# Start of GIVEN PASSAGE
Thursday, March 19, 2015

Five Years Time

I had no idea what it was going to be like to see him again. 
I hadn't seen him in five years. 
And the last time I saw him, it wasn't good. 
He looked at me like he hated me. 
It burned a hole through my heart. 

I walked up and saw him sitting there, outside the bar. 
His hair was longer. 
It was as long as mine.
He saw me. 
And suddenly all there was between us was a smile. 
Like seeing the kid you spent your childhood with and hadn't seen in a decade. 
My worries drifted away as he wrapped his arms around me and I buried my face in his chest. 
He looked the same. 
And really different. 
I don't know how that works. 
But it was true. 

We sat at the bar and he started talking. 
'Me first?' He asked. 
"Yes. Tell me everything. When last we talked you moved to Alaska. Go."
He started telling me about the last five years and I was listening. 
But I also kept tuning out as I just looked at him. 
The lines in his face, the way they crinkled around his eyes, they started to look familiar.
The calm tone of his voice as he went on reminded me of the comfort that used to bring.
The tattoo that peaked out from his hoodie along his wrist and remembering the one on his back and his leg. 
And the new tattoo on his finger I realized wasn't familiar. 
It all came flooding back. 
All of it. 
That lovesick girl, desperate to win his favor. 
And failing, miserably.

He kept talking, more than I expected, but I guess there was a lot to tell. 
Five years of story.
Then it was my turn. 
"I'm really into rock climbing now."
'What? No way.'
"And I really like legos."
'Who ARE you?' He smiled. 

We were so different.
Different than we'd been five years ago.
But how then did our past selves connect us so strongly?

"Were you surprised to hear from me?" I asked. 
'No. You've reached out to me several times throughout the years.'
I blushed. I guess I had.
'And I almost wrote you.'
"What?" I asked, surprised. 
'My sister texted me and told me she saw you. So I almost wrote you an email.'
I KNEW she would say something. 
That's why I was so grateful that I hadn't rolled into Starbucks in my pjs looking like a hot mess that day. 

'I'm really sorry,' he said. 'I'm sorry for the way I treated you. My heart wasn't open to you for a long time. But it is now. That's why I look at our time together differently. You're a big part of why I went to Alaska.'
"I'm sorry," I looked down at the bar.
'No. I should thank you. Thank you. I'm so glad. I'm so glad I went.'

"Do you know we meet every five years? We first met in like 2004, 2005 then our lives went apart and we met up again in 2009, 2010. And here we are again."
'Wow. I didn't even put that together.'
"So we have to promise to meet up every five years."
'I can do that,' he said. 

We talked about our past relationships.
# End of GIVEN PASSAGE
# Start of SUPPLIED DATA
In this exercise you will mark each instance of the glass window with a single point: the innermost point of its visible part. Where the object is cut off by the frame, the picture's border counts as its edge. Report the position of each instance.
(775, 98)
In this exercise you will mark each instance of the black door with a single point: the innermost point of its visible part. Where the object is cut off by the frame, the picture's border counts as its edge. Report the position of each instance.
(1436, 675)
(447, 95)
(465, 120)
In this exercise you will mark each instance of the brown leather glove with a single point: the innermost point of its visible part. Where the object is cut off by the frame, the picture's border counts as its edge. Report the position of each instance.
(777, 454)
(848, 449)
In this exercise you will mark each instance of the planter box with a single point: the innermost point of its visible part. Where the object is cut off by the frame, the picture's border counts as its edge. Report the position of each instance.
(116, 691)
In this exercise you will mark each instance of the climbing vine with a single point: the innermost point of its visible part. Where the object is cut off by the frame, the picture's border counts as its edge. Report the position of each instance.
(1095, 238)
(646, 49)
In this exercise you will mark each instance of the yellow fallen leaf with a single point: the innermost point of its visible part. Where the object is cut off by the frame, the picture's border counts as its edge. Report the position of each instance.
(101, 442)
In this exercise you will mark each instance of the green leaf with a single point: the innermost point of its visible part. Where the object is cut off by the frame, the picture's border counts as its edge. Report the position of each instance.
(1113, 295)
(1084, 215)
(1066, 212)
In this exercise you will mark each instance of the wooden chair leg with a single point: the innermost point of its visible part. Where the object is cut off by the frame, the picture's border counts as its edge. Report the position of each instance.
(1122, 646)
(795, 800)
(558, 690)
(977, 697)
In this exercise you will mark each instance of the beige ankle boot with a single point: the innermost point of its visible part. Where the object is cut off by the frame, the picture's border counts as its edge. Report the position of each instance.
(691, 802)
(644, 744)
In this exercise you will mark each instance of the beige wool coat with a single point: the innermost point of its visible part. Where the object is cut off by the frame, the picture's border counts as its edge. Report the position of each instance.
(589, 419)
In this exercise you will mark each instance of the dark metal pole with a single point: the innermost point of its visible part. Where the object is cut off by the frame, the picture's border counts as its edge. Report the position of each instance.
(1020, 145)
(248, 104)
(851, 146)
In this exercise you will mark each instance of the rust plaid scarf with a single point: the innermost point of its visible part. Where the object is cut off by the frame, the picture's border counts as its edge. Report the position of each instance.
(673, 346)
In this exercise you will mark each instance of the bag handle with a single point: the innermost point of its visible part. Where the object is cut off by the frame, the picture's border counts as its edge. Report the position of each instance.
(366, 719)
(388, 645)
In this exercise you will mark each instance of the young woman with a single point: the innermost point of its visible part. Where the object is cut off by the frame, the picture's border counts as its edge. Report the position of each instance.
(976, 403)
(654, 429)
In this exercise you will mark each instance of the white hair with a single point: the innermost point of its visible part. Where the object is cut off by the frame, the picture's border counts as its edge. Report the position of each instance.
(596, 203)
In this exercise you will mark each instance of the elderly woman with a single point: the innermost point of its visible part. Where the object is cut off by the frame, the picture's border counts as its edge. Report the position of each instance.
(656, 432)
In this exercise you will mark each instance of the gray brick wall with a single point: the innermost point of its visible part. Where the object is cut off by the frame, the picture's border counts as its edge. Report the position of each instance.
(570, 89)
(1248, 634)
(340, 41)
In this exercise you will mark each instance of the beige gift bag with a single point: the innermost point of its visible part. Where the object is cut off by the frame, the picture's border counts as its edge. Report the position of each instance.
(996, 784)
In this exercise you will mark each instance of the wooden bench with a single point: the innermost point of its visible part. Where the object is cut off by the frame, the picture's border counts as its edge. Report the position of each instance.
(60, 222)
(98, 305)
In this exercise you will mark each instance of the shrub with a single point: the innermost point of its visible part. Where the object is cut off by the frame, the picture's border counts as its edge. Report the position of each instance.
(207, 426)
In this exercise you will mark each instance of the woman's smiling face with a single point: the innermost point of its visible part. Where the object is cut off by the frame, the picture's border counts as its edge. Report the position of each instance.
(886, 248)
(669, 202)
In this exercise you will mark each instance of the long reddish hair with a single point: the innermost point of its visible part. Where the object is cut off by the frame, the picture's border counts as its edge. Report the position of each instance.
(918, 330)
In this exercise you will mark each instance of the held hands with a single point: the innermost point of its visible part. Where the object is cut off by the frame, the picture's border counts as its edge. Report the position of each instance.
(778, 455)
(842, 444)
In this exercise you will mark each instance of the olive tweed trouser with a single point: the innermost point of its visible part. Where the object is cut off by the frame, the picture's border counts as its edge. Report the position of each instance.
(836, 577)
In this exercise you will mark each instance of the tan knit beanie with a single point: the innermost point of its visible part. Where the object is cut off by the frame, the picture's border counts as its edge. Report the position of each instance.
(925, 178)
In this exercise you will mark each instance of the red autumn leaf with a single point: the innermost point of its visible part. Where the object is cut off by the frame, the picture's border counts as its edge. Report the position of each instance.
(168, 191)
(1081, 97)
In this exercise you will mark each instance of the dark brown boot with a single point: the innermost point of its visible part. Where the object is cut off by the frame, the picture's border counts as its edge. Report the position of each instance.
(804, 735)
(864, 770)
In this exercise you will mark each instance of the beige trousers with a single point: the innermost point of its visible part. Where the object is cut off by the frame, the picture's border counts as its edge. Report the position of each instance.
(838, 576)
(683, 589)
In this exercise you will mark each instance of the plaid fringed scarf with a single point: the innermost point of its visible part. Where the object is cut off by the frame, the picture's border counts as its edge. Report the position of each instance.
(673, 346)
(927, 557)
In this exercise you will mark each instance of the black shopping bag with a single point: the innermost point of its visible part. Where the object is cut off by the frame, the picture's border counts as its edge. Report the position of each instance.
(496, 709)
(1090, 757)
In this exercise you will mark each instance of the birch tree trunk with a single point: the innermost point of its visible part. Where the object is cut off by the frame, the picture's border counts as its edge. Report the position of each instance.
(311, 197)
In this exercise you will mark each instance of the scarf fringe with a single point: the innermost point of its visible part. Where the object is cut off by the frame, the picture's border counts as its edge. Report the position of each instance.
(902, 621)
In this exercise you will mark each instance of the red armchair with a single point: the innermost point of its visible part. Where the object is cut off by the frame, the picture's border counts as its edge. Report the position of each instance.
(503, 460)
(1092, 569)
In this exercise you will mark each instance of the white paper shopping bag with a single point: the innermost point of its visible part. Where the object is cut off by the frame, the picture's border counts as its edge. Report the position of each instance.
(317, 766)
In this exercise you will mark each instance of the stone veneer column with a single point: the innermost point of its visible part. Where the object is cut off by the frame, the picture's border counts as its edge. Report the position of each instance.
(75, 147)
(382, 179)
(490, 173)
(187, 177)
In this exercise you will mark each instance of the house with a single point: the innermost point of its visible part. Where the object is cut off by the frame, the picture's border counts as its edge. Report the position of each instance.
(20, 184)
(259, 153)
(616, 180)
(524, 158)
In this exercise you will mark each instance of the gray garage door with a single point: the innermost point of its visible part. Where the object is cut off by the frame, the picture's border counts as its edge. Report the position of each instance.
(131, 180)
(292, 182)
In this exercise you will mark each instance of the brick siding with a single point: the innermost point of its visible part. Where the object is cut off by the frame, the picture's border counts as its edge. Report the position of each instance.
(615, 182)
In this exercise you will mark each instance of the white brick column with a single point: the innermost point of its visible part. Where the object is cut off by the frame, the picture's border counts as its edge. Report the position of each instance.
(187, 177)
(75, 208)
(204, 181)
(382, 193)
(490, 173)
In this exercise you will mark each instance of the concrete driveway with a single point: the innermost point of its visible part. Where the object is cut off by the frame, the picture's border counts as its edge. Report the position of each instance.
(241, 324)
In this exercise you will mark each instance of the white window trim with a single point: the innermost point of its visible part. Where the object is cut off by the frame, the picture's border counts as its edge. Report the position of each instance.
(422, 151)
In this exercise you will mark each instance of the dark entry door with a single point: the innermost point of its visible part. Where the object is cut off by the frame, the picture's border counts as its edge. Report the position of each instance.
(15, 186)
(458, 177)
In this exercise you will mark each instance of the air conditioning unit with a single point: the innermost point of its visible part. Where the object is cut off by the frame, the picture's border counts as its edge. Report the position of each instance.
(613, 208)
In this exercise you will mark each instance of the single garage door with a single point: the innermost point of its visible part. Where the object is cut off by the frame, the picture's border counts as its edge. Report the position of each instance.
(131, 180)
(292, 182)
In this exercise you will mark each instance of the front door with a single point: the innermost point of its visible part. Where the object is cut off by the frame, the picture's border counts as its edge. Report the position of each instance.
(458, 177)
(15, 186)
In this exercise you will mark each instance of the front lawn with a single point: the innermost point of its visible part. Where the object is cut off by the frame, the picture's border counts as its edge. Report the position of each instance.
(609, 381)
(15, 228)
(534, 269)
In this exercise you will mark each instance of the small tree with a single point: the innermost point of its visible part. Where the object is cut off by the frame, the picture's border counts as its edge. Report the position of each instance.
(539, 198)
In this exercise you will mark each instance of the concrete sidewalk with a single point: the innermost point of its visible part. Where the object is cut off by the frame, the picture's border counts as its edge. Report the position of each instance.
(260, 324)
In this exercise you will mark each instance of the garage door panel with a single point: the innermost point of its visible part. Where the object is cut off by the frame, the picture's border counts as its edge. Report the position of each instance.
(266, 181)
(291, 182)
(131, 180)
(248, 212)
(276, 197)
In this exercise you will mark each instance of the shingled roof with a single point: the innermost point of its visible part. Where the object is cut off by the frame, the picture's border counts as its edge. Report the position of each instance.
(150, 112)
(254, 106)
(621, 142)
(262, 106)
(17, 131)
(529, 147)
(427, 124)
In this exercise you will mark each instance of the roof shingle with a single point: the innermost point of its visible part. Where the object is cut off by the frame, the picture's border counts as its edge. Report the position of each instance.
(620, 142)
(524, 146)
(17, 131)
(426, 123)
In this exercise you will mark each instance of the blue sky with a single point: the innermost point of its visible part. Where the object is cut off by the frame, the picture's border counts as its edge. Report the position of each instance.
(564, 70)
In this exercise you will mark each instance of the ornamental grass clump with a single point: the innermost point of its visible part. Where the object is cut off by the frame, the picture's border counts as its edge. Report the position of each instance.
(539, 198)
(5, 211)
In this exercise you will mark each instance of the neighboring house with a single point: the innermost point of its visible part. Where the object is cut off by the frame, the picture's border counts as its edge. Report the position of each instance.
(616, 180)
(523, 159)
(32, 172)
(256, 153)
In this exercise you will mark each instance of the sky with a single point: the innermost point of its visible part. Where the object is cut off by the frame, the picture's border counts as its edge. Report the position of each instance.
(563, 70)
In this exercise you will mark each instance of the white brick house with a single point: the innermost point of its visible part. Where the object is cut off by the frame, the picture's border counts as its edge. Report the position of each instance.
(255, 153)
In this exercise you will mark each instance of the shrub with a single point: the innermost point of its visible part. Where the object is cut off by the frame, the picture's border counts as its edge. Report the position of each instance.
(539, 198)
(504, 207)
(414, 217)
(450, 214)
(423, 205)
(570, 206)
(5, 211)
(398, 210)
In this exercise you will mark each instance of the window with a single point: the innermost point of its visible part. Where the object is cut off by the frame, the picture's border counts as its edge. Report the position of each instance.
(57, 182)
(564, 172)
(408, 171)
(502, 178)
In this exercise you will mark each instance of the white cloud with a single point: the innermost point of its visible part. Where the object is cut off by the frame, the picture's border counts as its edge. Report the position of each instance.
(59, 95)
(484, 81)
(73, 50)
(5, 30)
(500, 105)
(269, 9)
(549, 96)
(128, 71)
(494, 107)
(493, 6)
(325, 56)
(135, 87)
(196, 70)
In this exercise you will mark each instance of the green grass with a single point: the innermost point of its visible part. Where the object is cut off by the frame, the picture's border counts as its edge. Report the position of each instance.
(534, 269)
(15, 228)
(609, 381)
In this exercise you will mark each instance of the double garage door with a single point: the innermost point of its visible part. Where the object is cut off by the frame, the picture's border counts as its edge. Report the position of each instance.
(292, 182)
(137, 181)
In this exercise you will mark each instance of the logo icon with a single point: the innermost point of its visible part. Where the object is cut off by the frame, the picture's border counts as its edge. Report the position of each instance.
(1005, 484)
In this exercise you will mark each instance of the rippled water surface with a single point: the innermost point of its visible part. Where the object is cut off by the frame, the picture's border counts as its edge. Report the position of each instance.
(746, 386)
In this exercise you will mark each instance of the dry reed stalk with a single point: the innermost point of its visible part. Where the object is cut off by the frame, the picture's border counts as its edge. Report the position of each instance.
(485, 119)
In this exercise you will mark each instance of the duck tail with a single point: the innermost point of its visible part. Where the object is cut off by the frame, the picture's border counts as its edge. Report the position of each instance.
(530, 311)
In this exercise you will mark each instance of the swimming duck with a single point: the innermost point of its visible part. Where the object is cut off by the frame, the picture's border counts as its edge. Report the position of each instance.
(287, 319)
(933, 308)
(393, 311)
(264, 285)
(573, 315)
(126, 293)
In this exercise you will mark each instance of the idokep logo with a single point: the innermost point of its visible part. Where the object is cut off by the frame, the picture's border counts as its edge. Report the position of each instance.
# End of SUPPLIED DATA
■ TASK PROMPT: Reproduce the portion of the reunion story between "We sat at the" and "I was listening.", inclusive. The data shown here is separate from the reunion story.

■ FINISHED TASK:
We sat at the bar and he started talking. 
'Me first?' He asked. 
"Yes. Tell me everything. When last we talked you moved to Alaska. Go."
He started telling me about the last five years and I was listening.